**What to do**
Lines from the one containing "Detect the white vanity cabinet." through the end of the entries below: set them down exactly, both ends included, with nothing added.

Recorded data
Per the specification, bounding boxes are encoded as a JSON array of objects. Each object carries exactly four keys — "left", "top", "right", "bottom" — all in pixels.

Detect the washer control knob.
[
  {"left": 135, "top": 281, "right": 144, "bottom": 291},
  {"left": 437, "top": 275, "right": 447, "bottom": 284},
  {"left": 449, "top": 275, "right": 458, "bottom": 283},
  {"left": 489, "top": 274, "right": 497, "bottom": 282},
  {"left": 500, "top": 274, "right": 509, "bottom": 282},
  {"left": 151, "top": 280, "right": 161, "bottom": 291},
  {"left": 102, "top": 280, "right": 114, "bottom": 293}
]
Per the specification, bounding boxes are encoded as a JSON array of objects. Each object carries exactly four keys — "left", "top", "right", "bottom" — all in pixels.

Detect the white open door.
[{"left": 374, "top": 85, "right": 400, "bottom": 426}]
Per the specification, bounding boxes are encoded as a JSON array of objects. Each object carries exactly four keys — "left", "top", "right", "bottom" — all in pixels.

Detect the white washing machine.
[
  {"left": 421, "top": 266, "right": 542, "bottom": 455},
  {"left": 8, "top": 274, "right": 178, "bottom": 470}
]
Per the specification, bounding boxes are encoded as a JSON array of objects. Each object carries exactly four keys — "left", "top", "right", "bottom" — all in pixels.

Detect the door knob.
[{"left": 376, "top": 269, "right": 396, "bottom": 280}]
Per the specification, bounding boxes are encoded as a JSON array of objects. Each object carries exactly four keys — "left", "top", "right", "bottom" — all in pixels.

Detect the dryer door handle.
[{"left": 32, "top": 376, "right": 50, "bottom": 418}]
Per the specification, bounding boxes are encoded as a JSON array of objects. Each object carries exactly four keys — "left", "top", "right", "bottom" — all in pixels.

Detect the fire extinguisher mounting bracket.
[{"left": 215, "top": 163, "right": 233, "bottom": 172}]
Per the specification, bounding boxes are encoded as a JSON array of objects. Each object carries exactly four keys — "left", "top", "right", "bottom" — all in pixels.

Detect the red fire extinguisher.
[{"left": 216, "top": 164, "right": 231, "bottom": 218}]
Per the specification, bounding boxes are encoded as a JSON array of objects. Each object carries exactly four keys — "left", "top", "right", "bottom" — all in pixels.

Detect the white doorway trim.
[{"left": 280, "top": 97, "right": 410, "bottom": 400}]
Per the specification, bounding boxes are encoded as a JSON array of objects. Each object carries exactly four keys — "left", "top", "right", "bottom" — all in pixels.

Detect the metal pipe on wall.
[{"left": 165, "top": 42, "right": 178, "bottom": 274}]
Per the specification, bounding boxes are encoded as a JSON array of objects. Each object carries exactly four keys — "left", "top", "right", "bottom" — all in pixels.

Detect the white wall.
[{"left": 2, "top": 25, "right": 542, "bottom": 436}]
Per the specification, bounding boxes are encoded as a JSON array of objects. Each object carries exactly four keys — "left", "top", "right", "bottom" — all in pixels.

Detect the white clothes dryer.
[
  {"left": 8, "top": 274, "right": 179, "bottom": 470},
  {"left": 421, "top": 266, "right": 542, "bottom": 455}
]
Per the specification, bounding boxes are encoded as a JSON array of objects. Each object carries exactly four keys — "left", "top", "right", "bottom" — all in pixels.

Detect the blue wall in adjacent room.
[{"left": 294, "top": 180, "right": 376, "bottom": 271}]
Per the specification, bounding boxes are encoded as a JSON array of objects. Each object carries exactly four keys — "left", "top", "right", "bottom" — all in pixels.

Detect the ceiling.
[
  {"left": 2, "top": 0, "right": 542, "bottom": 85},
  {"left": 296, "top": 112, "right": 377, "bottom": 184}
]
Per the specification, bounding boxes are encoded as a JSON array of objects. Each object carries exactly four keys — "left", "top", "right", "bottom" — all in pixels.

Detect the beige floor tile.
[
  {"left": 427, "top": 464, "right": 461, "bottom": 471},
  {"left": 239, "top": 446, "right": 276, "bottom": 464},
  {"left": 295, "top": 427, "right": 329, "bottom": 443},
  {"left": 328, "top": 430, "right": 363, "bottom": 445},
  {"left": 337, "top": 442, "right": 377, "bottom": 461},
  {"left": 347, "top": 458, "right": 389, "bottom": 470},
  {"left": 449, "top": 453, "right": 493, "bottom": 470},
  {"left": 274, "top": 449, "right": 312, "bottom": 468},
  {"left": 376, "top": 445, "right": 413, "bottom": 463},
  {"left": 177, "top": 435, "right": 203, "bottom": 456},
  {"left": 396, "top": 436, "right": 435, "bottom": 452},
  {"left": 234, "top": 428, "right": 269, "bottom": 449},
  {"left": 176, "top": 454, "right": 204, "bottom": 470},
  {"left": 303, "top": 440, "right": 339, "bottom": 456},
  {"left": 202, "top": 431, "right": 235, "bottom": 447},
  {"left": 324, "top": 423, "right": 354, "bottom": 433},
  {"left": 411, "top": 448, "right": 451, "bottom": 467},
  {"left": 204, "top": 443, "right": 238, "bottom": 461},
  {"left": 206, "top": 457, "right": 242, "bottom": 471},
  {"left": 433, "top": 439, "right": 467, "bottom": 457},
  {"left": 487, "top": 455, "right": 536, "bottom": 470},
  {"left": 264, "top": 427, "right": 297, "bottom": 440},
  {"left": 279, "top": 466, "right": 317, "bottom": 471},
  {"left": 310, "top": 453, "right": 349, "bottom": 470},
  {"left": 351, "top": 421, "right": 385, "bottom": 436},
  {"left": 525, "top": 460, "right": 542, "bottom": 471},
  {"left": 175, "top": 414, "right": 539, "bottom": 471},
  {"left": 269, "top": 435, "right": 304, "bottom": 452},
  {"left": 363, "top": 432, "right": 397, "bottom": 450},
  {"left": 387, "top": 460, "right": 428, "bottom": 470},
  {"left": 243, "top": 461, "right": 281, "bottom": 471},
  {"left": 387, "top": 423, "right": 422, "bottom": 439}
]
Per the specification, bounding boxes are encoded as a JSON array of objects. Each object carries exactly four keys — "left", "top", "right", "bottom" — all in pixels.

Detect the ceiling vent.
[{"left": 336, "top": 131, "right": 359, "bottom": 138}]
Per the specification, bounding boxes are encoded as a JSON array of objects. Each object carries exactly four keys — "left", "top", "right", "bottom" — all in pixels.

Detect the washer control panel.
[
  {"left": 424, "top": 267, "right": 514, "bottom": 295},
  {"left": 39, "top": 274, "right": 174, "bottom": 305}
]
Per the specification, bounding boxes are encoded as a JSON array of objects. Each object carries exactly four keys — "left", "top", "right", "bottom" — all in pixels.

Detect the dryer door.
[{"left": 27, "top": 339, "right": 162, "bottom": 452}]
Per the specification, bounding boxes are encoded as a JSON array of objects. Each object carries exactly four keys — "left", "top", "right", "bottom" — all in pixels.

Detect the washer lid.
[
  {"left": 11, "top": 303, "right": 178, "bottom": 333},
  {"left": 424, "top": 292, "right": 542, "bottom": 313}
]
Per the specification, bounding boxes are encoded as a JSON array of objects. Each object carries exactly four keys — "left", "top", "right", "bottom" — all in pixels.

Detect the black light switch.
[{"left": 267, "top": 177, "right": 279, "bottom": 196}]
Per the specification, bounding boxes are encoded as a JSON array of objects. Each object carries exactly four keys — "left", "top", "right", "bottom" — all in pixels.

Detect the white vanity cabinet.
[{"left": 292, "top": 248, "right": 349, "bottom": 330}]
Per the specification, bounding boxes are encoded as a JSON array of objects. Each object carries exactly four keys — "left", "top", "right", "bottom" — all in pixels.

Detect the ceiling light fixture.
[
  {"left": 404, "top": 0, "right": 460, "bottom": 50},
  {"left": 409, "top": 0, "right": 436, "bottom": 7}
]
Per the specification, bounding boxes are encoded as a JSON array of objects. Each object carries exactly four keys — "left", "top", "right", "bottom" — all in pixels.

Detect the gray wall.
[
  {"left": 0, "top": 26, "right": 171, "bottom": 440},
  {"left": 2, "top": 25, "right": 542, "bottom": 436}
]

**Exercise output**
Detect the white vanity cabinet.
[{"left": 292, "top": 248, "right": 349, "bottom": 330}]
Per the specification, bounding boxes are encoded as a JSON array of objects. Each object carries exactly four keys — "left", "top", "right", "bottom" — all in pixels.

Detect the ceiling light fixture.
[
  {"left": 404, "top": 0, "right": 460, "bottom": 50},
  {"left": 409, "top": 0, "right": 436, "bottom": 7}
]
Per the specification, bounding boxes are encoded as a JSON array of objects. Each object carries exactly four keys — "left", "top", "right", "bottom" — all in pixels.

Detect the gray wall.
[
  {"left": 0, "top": 26, "right": 171, "bottom": 440},
  {"left": 2, "top": 25, "right": 542, "bottom": 436}
]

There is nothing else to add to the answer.